TASK: Report how many lines of the records contain the string "target", and give only that number. Case counts.

(Records from a data collection)
★ ★ ★

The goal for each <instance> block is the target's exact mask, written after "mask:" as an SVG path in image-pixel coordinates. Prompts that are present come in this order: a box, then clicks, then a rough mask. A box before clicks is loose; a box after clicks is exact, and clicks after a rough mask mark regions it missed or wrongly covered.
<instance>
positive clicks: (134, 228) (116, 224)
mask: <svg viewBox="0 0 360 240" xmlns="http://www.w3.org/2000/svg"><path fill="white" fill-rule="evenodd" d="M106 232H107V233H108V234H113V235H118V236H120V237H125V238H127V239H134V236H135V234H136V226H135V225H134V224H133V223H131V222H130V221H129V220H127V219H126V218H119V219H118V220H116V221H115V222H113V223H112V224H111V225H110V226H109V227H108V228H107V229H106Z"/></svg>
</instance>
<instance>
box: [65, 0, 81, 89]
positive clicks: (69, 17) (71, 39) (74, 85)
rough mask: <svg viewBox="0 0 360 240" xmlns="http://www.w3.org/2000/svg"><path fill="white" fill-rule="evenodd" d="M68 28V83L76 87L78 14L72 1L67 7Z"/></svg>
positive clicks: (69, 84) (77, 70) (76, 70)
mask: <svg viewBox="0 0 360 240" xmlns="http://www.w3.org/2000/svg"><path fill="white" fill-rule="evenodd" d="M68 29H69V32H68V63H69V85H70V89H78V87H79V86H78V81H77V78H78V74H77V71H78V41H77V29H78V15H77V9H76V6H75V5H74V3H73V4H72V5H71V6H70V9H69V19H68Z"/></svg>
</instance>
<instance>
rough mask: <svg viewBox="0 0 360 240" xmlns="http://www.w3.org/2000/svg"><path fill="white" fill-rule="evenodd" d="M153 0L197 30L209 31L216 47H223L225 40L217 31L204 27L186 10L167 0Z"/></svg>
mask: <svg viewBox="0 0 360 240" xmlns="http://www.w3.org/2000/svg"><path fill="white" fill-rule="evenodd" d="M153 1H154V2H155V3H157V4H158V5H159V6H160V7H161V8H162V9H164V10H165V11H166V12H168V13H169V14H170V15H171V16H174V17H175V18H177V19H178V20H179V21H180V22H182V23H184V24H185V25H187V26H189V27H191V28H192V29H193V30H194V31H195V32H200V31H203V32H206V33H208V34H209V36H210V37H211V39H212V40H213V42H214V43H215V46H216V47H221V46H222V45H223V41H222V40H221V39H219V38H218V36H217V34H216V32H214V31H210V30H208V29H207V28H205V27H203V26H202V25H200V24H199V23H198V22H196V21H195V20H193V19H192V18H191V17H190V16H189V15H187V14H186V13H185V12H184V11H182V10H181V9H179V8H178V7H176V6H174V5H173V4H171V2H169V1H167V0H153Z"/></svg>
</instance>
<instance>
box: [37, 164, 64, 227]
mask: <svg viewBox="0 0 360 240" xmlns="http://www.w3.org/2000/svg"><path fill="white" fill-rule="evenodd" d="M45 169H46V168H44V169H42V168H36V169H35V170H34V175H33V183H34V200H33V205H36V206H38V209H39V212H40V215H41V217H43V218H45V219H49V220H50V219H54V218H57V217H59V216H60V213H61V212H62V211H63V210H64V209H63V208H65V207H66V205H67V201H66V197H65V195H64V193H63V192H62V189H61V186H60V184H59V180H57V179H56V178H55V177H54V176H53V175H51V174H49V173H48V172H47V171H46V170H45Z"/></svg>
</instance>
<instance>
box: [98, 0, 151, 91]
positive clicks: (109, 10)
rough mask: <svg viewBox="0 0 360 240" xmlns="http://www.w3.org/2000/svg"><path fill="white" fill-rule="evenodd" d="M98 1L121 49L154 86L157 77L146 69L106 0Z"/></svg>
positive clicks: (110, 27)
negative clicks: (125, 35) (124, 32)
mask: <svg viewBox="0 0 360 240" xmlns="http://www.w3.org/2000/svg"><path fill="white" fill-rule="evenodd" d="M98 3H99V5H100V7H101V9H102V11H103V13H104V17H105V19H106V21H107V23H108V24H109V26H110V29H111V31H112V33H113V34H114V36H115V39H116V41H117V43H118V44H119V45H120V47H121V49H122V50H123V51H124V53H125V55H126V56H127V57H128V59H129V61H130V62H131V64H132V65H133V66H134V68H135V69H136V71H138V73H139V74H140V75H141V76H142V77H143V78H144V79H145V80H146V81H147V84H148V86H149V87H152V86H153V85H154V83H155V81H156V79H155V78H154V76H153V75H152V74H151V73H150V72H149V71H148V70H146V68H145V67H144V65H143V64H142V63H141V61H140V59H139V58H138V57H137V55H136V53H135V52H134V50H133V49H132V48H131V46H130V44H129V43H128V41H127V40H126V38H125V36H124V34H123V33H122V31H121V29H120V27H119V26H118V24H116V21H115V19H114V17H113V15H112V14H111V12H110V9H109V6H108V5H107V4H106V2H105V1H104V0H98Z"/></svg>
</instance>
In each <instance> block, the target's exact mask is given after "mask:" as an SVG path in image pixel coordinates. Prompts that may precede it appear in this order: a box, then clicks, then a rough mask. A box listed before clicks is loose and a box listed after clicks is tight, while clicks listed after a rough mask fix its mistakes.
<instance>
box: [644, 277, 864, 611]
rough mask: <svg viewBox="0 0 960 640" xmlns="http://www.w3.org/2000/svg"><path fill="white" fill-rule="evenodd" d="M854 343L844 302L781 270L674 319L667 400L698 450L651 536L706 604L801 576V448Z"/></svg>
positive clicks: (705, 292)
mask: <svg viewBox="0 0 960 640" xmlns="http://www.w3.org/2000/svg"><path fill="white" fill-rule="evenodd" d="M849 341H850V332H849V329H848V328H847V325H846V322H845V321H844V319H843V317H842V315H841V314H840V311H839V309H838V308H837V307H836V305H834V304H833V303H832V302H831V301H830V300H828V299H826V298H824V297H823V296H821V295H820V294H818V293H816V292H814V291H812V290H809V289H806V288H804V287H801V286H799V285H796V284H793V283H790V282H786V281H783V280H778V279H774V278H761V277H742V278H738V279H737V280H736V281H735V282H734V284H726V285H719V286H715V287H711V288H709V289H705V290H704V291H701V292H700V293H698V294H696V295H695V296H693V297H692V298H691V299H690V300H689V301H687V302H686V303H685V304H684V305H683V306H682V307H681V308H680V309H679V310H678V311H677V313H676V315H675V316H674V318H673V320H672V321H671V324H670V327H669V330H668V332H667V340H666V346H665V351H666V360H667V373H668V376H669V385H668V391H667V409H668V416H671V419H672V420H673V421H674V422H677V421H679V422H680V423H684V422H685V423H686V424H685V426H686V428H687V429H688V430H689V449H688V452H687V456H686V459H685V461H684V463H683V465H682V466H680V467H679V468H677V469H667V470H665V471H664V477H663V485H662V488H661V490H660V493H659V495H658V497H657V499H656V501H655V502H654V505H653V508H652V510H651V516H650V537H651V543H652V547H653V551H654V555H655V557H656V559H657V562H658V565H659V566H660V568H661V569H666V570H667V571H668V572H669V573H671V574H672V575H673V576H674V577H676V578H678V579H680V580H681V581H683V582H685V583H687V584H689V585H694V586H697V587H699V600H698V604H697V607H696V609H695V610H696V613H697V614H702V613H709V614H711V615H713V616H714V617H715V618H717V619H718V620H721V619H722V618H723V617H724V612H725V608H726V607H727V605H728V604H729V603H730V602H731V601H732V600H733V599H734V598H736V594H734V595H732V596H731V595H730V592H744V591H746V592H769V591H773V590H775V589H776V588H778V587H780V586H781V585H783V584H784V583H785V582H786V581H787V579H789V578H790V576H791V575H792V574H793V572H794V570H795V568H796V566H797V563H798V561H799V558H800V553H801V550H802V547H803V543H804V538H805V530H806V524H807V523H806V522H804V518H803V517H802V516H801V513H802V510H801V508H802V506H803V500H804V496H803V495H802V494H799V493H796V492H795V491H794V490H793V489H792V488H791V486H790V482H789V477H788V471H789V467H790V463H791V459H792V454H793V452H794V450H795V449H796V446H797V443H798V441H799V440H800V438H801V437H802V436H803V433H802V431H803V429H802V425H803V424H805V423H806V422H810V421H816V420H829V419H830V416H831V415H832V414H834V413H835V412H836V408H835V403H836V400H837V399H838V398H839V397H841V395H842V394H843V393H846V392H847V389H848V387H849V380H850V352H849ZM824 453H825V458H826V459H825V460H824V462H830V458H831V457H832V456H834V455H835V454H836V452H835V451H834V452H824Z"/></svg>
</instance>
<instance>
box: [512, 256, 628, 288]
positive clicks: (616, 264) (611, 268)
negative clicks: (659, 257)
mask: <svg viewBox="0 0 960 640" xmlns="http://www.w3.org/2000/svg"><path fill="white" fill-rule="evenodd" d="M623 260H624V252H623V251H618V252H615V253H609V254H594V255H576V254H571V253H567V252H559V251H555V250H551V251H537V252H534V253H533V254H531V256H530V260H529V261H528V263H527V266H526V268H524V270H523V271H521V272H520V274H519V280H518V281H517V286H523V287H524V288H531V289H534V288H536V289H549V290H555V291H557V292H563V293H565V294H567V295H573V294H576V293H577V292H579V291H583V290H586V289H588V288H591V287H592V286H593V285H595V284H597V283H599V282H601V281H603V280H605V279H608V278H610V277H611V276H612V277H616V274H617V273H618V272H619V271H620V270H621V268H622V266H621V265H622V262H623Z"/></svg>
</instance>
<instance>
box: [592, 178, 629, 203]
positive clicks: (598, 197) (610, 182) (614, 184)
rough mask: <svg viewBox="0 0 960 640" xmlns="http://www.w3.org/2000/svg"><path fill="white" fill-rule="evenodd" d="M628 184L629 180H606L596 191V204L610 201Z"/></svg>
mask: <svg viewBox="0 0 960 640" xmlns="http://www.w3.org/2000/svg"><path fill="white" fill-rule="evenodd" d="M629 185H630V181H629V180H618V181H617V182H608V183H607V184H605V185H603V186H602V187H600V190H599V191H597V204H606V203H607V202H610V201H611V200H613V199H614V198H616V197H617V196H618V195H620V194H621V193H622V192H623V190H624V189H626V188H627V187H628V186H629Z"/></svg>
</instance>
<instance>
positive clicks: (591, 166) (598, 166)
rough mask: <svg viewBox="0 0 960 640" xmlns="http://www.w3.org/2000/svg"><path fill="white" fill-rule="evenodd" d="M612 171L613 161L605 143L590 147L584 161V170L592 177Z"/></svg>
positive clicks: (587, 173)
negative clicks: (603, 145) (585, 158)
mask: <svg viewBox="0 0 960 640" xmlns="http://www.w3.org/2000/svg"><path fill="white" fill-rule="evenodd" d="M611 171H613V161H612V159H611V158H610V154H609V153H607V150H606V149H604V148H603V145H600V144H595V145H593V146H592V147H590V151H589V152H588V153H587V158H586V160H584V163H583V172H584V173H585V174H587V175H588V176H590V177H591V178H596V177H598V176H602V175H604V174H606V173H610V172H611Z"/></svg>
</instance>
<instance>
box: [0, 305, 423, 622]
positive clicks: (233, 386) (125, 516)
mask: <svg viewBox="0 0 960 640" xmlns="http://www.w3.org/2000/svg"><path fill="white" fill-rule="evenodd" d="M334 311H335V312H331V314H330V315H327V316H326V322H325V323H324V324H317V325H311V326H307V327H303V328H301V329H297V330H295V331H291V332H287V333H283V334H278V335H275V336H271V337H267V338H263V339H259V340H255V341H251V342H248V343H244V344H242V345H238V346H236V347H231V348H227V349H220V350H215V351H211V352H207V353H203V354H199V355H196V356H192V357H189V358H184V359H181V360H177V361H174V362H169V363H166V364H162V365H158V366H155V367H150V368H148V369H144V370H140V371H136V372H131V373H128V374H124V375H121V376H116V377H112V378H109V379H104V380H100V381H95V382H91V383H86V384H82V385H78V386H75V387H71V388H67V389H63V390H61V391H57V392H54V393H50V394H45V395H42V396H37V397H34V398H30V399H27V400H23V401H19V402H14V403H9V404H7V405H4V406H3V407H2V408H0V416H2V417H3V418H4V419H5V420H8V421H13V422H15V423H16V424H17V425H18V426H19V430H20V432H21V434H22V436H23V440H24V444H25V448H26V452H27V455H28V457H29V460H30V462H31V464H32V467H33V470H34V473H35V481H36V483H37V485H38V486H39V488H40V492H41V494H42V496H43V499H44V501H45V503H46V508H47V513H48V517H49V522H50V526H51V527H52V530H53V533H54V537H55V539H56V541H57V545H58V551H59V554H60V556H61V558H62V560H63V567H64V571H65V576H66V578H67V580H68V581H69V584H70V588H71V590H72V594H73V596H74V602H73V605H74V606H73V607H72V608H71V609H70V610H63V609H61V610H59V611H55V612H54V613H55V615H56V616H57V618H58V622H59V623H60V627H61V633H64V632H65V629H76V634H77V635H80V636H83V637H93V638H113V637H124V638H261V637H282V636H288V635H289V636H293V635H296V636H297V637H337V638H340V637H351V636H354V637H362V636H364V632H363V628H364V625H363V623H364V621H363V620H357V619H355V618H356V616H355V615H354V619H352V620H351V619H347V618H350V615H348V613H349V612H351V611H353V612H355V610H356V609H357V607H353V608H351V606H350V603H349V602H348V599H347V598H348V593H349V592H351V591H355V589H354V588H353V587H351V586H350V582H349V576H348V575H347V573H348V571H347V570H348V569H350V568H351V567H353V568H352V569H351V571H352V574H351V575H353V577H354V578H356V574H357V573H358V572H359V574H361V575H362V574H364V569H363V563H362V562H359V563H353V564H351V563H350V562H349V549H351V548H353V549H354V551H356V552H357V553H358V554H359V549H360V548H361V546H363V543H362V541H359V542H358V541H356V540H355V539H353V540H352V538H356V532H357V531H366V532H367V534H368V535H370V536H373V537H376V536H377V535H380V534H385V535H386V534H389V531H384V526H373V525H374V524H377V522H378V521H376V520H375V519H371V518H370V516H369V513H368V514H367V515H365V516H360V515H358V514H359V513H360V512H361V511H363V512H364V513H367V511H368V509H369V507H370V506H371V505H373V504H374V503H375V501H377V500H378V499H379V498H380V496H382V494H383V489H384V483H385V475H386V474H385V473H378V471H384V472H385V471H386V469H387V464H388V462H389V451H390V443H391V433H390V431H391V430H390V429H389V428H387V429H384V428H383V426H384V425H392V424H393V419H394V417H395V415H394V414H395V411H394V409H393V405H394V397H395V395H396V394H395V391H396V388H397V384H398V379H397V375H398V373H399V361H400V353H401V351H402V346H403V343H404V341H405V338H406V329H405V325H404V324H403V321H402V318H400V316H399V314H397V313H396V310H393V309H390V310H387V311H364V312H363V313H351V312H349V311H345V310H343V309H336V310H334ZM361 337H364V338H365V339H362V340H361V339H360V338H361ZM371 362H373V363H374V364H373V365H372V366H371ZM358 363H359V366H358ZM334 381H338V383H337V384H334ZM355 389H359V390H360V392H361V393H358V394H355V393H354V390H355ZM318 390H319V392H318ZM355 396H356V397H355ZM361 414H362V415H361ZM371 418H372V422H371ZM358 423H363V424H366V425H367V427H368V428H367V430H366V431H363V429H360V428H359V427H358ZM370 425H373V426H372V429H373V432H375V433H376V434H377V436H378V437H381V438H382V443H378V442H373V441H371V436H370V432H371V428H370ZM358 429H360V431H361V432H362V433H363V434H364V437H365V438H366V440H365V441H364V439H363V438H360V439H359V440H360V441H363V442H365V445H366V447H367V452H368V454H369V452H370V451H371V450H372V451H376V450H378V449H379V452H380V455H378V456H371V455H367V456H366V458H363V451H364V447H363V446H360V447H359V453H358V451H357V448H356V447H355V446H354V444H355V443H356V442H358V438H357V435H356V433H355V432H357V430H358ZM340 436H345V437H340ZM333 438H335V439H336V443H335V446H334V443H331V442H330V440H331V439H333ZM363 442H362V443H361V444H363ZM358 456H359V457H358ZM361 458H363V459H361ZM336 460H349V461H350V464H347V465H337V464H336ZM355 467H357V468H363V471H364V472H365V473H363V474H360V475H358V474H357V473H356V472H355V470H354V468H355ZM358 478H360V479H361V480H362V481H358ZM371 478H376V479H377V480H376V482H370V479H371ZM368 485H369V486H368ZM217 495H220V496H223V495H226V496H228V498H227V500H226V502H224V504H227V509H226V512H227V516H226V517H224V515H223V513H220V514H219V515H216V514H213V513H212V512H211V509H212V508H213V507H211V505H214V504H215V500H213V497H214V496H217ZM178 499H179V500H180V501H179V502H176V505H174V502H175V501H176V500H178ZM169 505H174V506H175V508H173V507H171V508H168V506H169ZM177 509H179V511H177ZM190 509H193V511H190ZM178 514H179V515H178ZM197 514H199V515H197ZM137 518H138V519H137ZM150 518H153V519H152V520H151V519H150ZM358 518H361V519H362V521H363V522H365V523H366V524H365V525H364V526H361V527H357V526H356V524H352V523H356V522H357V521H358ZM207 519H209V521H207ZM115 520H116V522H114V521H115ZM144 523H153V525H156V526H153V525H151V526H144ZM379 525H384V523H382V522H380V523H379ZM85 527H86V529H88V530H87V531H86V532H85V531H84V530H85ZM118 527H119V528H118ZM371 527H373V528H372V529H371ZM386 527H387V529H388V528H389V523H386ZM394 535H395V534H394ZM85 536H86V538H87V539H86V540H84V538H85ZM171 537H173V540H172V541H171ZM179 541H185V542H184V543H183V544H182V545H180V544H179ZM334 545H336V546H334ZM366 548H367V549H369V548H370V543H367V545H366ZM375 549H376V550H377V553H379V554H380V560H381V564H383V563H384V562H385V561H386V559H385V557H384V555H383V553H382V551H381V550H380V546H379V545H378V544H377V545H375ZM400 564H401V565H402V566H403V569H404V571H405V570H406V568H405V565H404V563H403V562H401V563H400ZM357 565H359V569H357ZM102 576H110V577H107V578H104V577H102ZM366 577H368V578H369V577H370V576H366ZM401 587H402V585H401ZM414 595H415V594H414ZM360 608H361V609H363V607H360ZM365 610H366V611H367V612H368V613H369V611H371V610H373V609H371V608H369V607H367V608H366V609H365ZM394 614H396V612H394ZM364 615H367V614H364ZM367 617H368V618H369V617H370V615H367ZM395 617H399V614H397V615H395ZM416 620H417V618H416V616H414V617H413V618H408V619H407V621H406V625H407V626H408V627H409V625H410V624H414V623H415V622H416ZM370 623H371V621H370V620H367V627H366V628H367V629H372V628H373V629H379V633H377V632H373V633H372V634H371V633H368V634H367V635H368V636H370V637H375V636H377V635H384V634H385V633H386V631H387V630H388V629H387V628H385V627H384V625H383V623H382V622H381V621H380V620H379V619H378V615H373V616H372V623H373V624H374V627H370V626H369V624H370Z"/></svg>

★ ★ ★

ANSWER FOR THIS EXERCISE: 2